─── Supplied information ───
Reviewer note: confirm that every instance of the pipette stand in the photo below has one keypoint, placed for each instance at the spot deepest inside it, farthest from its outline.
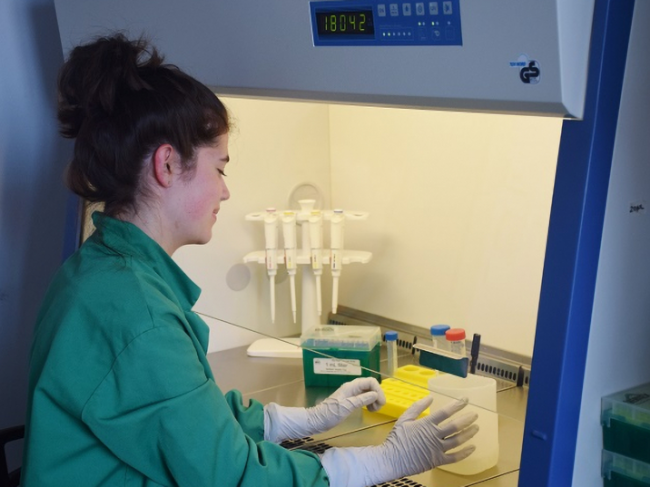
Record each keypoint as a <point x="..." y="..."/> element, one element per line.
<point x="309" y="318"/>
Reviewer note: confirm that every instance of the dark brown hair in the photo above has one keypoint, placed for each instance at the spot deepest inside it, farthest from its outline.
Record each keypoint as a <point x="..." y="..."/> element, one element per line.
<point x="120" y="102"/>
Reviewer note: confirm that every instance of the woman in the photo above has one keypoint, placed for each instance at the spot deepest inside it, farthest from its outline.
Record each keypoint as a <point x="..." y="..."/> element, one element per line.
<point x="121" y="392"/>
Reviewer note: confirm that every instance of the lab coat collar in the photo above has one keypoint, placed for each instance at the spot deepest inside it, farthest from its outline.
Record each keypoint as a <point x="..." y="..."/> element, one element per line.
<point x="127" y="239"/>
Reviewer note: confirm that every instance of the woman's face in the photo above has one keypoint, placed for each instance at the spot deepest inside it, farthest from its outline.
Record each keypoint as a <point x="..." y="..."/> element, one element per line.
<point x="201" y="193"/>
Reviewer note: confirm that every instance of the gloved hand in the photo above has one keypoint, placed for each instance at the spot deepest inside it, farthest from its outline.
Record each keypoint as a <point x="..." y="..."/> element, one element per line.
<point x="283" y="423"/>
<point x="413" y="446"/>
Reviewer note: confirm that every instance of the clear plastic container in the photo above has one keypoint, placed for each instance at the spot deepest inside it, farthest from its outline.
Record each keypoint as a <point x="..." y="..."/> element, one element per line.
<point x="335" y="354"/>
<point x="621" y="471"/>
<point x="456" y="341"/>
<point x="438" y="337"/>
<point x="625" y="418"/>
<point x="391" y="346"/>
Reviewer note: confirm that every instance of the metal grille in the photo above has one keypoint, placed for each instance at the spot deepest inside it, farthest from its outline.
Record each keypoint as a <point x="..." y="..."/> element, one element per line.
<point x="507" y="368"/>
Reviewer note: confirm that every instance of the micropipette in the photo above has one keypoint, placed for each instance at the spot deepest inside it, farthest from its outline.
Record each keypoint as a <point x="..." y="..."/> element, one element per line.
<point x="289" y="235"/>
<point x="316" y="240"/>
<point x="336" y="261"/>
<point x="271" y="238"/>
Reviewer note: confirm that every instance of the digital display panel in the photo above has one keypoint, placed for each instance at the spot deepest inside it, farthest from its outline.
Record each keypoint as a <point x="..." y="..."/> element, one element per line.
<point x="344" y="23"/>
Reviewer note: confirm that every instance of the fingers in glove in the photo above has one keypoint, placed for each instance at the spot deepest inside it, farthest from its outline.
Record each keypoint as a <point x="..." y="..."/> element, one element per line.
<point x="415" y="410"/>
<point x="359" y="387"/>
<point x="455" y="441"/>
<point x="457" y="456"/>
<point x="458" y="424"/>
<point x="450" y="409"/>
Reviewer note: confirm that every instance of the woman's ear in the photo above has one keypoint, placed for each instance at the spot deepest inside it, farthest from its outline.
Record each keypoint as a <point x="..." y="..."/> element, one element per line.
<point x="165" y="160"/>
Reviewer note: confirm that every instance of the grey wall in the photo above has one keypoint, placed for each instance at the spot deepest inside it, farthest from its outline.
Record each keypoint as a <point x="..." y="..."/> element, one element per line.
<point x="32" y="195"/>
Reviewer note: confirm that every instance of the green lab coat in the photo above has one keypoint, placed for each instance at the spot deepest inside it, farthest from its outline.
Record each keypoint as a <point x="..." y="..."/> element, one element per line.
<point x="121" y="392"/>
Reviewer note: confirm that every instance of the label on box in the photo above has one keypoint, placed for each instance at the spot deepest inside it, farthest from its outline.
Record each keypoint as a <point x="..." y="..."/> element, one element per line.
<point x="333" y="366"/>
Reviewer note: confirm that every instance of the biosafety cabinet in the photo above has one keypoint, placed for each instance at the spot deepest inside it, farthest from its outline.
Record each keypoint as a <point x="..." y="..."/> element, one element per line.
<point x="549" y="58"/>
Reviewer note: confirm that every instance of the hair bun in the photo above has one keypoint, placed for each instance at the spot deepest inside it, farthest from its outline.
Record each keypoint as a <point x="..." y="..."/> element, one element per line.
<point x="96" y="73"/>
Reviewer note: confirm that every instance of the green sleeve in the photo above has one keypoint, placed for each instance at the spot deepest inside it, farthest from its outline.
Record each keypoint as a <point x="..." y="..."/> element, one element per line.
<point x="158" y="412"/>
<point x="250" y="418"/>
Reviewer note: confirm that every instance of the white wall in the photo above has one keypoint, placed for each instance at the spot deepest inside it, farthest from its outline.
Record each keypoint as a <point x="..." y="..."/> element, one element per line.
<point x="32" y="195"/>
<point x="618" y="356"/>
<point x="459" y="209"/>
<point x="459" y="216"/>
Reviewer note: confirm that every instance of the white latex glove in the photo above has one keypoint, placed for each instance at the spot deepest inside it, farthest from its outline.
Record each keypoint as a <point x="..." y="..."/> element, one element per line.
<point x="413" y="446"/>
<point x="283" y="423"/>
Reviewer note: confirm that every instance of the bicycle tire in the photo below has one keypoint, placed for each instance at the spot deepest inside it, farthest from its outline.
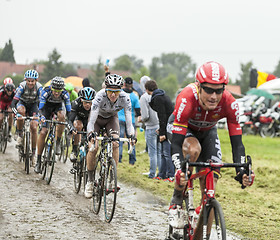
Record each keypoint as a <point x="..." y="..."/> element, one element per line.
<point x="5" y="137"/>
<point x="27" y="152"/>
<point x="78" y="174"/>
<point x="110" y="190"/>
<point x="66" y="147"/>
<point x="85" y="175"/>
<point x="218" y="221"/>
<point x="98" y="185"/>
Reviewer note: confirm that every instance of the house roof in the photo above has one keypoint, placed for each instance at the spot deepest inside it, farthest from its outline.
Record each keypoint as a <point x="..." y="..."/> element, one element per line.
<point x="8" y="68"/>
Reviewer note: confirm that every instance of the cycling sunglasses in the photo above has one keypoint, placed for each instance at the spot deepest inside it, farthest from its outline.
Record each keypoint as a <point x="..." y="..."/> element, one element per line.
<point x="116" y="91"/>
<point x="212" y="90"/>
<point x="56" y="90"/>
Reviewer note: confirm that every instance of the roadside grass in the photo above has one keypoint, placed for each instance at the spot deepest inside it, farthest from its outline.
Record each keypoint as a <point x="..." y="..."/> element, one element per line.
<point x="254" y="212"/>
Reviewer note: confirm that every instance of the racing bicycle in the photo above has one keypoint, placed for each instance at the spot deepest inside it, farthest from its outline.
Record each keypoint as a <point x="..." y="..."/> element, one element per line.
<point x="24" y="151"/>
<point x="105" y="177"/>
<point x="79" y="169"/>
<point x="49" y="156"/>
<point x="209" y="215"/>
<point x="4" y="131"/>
───
# Problem details
Make an exact copy of every entry above, minus the images.

# Answer for this exercise
Reviewer note: confirm that every instance of the pipette stand in the photo below has one keypoint, placed for each instance at the spot deepest inside it, farthest from its outline.
Record each keypoint as a <point x="..." y="..."/> element, one element per line.
<point x="309" y="318"/>
Reviewer note: confirm that every instance of the dark brown hair in the photo above has one keypoint, placed for each instance at the spot deepest inside it, farthest from its outline.
Record each keypoint as a <point x="..." y="..."/> element, one element per line.
<point x="120" y="102"/>
Reviewer note: confirm that every instance of the woman in the photo above has one keypoint, placed for each instance at the spot deepest inside it, farthest from its outline.
Record each keypoint as a <point x="..." y="..."/> element, one element per line.
<point x="121" y="392"/>
Reviewer note: confirm that every instance of the lab coat collar in the photo above has one keypoint, placed for each instance at the spot deepest inside it, farthest from its outline.
Record each keypoint as a <point x="..." y="..."/> element, one element per line.
<point x="127" y="239"/>
Reviewer note: confirm that every instance of the woman's face in the photo above has one keypoint, placed for each instance at the spot deepest inside it, farthest from its outline.
Record each keypoint as a <point x="..." y="..."/> element, one element per line.
<point x="201" y="193"/>
Reviewer note: confirm that every instance of the gloved hand in the photo above has one keypoint, placed for each instance at the spot deepest inside it, farthest from its outline.
Record each keypoint as a <point x="..." y="..."/> element, one element per line.
<point x="283" y="423"/>
<point x="413" y="446"/>
Reviewer note: confirm that every instance of the clear plastic container in the photo above has one keypoint, placed for each instance at the spot deepest inside it, farthest from its outline.
Record each keypoint as a <point x="..." y="..."/> element, one element per line.
<point x="335" y="354"/>
<point x="621" y="471"/>
<point x="456" y="341"/>
<point x="438" y="337"/>
<point x="625" y="418"/>
<point x="391" y="346"/>
Reviewer note: confirm that every instance of the metal grille in the photo above has one keypoint, placed for each instance at the spot deepest inside it, farthest from its outline.
Record each keypoint as a <point x="..." y="..."/> element, one element per line.
<point x="507" y="368"/>
Reviewer note: confirm that every instance of the micropipette in the photo above has one keypoint, placed for each instance at the spot deepest inside it, farthest from its outline.
Record each keypoint as a <point x="..." y="..."/> element, one element per line.
<point x="289" y="235"/>
<point x="316" y="240"/>
<point x="336" y="261"/>
<point x="271" y="238"/>
Reviewer note: confirm that every instance of the digital display panel in the photo above has one keypoint, placed for each instance at the spot deepest inside it, farthest from its outline.
Record each keypoint as a <point x="..." y="..."/> element, one element per line.
<point x="344" y="23"/>
Reviewer note: confirm that every instance of the fingers in glove in the photo above has one keypoint, placed for each instance at the spot deepest inside it, farthest from its outline.
Record each keypoint as a <point x="..." y="..."/> element, one element per line.
<point x="415" y="410"/>
<point x="359" y="387"/>
<point x="455" y="441"/>
<point x="457" y="456"/>
<point x="458" y="424"/>
<point x="450" y="409"/>
Reviewer note: confirm that every instance of the woman's ear in the photo above has one keypoint, placed for each instance at the spot deepest inside it, farthest from its outline.
Record each keypoint as a <point x="..." y="..."/> element, one element per line.
<point x="165" y="160"/>
Reviewer note: confirm that every instance of the grey wall in the photo above has one keypoint, placed for each instance at the spot deepest inside it, farthest from its outline.
Record each keypoint as a <point x="..." y="..."/> element, one element per line.
<point x="32" y="195"/>
Reviewer note: confirm that every instance of the green lab coat in the photo above has one keypoint, placed for each instance at the spot deepest inside it, farthest from its outline.
Record each keypoint as a <point x="..." y="..."/> element, one element per line.
<point x="121" y="392"/>
Reviewer note: confirm that every instance of the label on box in the photo above has one keypoint, placed for each instance at the spot deepest inside it, farthest from its outline.
Record each keypoint as a <point x="..." y="..."/> element, one element per line.
<point x="333" y="366"/>
Reviewer note: confirm that every instance of the biosafety cabinet in the photo above has one keypoint, placed for each instance at the spot deepest inside it, farthest from its outline.
Record each keypoint as a <point x="..." y="..."/> element, one element per line.
<point x="549" y="58"/>
Reviewer note: confirm that every instance of the hair bun in the photo above has one keypoint, placed for each instance at the spot deepest inside it, farthest from its outline.
Record each keypoint as a <point x="..." y="..."/> element, one element per line.
<point x="96" y="73"/>
Reviewer note: confirm that every instance of the green sleeve in the photo above has one keypoint, placed for each instance at the spot deepest inside it, farthest from its outline.
Record each keypoint as a <point x="..." y="..."/> element, one element per line.
<point x="158" y="412"/>
<point x="250" y="418"/>
Reviewer note: confirm that every instance of the white wall in the photo above has one keypoint, placed for each instance at the spot deepest inside it, farthest from its outline.
Record each keypoint as a <point x="..." y="..."/> element, one element per line.
<point x="32" y="195"/>
<point x="618" y="356"/>
<point x="459" y="209"/>
<point x="459" y="216"/>
Reviewer note: confirm that every instance of the white latex glove in the photo above has one keypoint, placed for each instance at the spot deepest inside it, farthest from its outline.
Record each keypoint as a <point x="..." y="..."/> element, one element per line.
<point x="413" y="446"/>
<point x="283" y="423"/>
Reviewer note: confirm that every instance of the bicycle tire in the photo below has one keypoint, placed for each instance at the spot deepest inside it, farthest from its outline.
Record each keypoint as a <point x="..." y="..."/> element, one element per line.
<point x="5" y="137"/>
<point x="27" y="152"/>
<point x="78" y="174"/>
<point x="110" y="190"/>
<point x="66" y="147"/>
<point x="85" y="175"/>
<point x="218" y="221"/>
<point x="98" y="185"/>
Reviewer note: confirm that every instance of the house roof in the photo above has one keypoint, placed for each instance at the spot deepest inside it, farthest from its outline.
Record each keypoint as a <point x="..." y="..."/> element, one element per line.
<point x="8" y="68"/>
Reviewer note: confirm that every instance of the cycling sunglasses in the photo above has one keypoint, placed for each instance at the spot deepest inside it, farthest from its outline.
Record each keypoint as a <point x="..." y="..."/> element, one element per line.
<point x="116" y="91"/>
<point x="212" y="90"/>
<point x="56" y="90"/>
Reviewer note: confirm that every instance of the roadside grass in the photo above has one keypoint, placed for each instance at the spot deepest inside it, farthest from its outline.
Record each keypoint as a <point x="..." y="..."/> element, one element per line.
<point x="254" y="212"/>
Reviewer note: confirm that every instance of the racing bicycle in the photo above has one keypoint, placed for each instance at the spot deepest inside it, farthest from its outline.
Record each keypoint as a <point x="..." y="..."/> element, one element per line.
<point x="24" y="151"/>
<point x="105" y="177"/>
<point x="79" y="169"/>
<point x="49" y="156"/>
<point x="209" y="215"/>
<point x="4" y="131"/>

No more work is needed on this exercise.